[Instructions to follow] Copy the records below word for word, omitting the pictures.

++++++++++

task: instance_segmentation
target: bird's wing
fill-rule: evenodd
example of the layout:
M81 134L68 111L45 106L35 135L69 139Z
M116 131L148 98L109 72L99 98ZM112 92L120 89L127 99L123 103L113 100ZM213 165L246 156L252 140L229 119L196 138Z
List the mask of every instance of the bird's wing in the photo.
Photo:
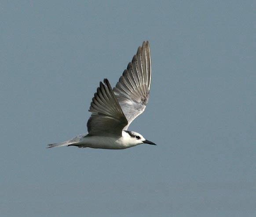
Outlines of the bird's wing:
M144 110L149 96L151 76L149 43L143 42L113 90L128 121L124 130L127 129L132 121Z
M89 135L122 136L128 124L107 79L102 82L94 94L89 111L92 114L87 122Z

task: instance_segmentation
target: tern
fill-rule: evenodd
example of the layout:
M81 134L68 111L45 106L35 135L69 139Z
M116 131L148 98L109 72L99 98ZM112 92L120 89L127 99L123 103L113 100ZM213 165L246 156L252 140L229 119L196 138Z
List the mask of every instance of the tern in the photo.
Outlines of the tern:
M142 144L156 144L139 133L127 130L142 114L148 100L151 78L149 43L143 42L128 64L116 87L107 79L101 82L94 94L87 122L88 133L48 148L75 146L79 148L125 149Z

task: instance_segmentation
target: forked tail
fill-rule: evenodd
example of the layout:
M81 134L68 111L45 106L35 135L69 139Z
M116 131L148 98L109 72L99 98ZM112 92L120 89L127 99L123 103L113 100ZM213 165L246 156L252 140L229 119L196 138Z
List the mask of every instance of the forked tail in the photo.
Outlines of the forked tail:
M53 148L54 147L61 147L62 146L76 146L75 144L77 142L71 142L70 141L66 141L65 142L60 142L59 143L52 143L49 144L48 145L49 147L47 147L46 148L48 149L49 148Z

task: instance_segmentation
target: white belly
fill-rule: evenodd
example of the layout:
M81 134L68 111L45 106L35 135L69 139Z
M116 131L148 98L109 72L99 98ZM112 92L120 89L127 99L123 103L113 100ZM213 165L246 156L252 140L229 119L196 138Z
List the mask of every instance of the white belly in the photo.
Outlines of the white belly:
M124 149L134 146L125 144L122 137L113 138L105 136L89 136L81 138L77 145L80 147L94 149Z

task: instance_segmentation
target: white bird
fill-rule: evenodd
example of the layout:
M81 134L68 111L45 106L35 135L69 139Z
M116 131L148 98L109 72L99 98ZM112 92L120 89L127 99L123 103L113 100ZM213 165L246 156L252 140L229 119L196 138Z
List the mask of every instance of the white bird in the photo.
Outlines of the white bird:
M87 122L88 133L49 147L76 146L79 148L124 149L141 144L156 145L139 133L127 130L132 121L144 110L151 77L149 43L139 47L113 89L106 78L94 94Z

++++++++++

[Exercise response]
task: instance_segmentation
target: bird's wing
fill-rule: evenodd
example of the layout:
M81 134L68 111L45 106L35 135L69 139Z
M116 131L148 98L109 72L99 98ZM112 92L120 89L127 99L123 103L113 100ZM213 165L246 156L252 140L229 119L196 138Z
List the mask of every instance of the bird's wing in the photo.
Photo:
Outlines of the bird's wing:
M144 110L149 96L151 76L149 43L143 42L113 90L128 121L124 130L127 129L132 121Z
M89 135L122 136L128 124L107 79L102 82L94 94L89 111L92 114L87 122Z

task: instance_segmentation
target: tern
fill-rule: evenodd
example of the layout:
M81 134L68 111L45 106L35 135L69 139Z
M116 131L148 98L109 72L99 98ZM112 92L120 89L127 99L123 103L113 100ZM213 165L246 156L252 140L229 119L196 138Z
List the mask of every instance of the tern in the photo.
Outlines of the tern:
M142 144L156 144L139 133L127 130L142 114L148 100L151 78L149 43L143 42L128 64L116 87L107 79L101 82L94 94L87 122L88 133L48 148L75 146L79 148L125 149Z

task: instance_segmentation
target: forked tail
fill-rule: evenodd
example of the layout:
M81 134L68 111L45 106L35 135L69 139Z
M116 131L148 98L109 72L99 98ZM112 92L120 89L127 99L123 103L113 100ZM213 165L246 156L252 140L229 119L196 138Z
List the mask of every instance of the forked tail in the photo.
Outlines of the forked tail:
M53 148L54 147L61 147L62 146L76 146L75 144L77 142L71 142L70 141L66 141L65 142L60 142L59 143L52 143L49 144L48 145L49 147L47 147L46 148L48 149L49 148Z

task: instance_segmentation
target: white belly
fill-rule: evenodd
example of the layout:
M81 134L68 111L45 106L35 135L69 139Z
M116 131L148 98L109 72L99 98ZM112 92L120 89L127 99L123 103L113 100ZM213 165L246 156L252 140L229 119L196 138Z
List the mask of every instance of the white belly in the photo.
Outlines of the white belly:
M124 149L134 146L125 144L122 137L113 138L105 136L89 136L81 138L77 145L80 147L94 149Z

task: instance_segmentation
target: white bird
fill-rule: evenodd
example of the layout:
M81 134L68 111L45 106L35 135L69 139Z
M116 131L148 98L109 72L99 98ZM112 92L120 89L127 99L123 103L113 100ZM213 165L246 156L252 140L229 119L196 138Z
List the mask of every instance of the white bird in the photo.
Outlines of the white bird:
M87 122L88 133L49 147L76 146L79 148L124 149L141 144L156 145L139 133L127 130L132 121L144 110L151 77L149 43L139 47L113 89L106 78L94 94Z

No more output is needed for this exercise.